Aim of the exercise: Take the line with "Query: thin twig" and the rest of the lines after it, to the end of the entries, and restate them exactly.

Entries supplied Block Start

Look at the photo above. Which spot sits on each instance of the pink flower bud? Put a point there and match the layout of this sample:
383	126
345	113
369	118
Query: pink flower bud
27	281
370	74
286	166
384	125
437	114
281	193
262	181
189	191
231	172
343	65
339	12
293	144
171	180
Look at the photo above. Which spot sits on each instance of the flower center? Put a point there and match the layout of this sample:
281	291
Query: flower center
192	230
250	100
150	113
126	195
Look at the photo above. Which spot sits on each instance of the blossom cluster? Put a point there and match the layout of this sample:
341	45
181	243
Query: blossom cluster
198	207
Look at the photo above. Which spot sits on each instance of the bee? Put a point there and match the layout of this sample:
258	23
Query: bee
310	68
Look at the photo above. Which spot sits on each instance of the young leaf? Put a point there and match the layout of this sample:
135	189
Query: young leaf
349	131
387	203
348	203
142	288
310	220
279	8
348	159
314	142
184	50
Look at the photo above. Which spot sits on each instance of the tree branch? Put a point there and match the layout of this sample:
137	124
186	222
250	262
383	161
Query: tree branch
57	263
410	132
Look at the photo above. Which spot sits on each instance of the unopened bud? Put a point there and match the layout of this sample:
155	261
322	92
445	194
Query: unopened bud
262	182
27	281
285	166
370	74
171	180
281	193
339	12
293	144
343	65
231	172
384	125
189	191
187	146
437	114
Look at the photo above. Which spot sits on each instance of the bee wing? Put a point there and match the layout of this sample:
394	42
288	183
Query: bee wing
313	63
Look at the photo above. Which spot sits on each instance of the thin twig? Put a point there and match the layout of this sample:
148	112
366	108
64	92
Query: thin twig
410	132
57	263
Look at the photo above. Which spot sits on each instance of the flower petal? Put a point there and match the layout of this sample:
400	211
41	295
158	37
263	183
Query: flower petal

Entries supplied Block End

Answer to this problem:
Query: thin twig
410	132
57	263
Look at the photo above. Which spot sits on each instance of the flower petal? Put a point there and match the layout of this sample:
400	211
41	295
158	37
263	183
Query: flower petal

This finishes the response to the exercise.